§ **Extract to read**
======
Singer-guitarist for popular country duo was involved in a crash near Medford, New Jersey

Troy Gentry of the country music duo of Montgomery Gentry performs on the outdoor stage of the grandstand at The Great Frederick Fair in Frederick, Md., Thursday, Sept. 20, 2012. (AP Photo/Jon Elswick)

Troy Gentry, one half of the duo Montgomery Gentry, died in a helicopter crash on September 8th, 2017.


Troy Gentry, one half of the popular country duo Montgomery Gentry, died in a helicopter crash in Medford, New Jersey on Friday, September 8th, where he was scheduled to perform that evening. With his performing partner Eddie Montgomery, Gentry enjoyed a series of country hits throughout the 2000s, including five Number Ones. He was 50 years old.

The duo’s team shared the news earlier on Twitter, saying that no further details about the crash were known at this time. “[The] family wishes to acknowledge all of the kind thoughts and prayers, and asks for privacy at this time,” they wrote.
======
§ **Information supplied**
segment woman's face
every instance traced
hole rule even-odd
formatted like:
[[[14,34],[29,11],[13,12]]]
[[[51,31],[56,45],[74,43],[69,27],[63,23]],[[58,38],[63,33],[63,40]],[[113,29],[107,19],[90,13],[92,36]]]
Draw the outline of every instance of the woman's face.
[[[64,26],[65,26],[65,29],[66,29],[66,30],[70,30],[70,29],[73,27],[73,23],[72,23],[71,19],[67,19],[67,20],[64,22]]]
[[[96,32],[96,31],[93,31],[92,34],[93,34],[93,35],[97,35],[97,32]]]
======
Summarize the account of Troy Gentry's death in two sentences.

Troy Gentry, one half of the country duo Montgomery Gentry, died at age 50 in a helicopter crash in Medford, New Jersey, on Friday, September 8, 2017, where he was scheduled to perform that evening. With Eddie Montgomery he had a series of country hits in the 2000s, including five Number Ones, and the duo's team shared the news on Twitter, saying no further details about the crash were known and relaying the family's request for privacy.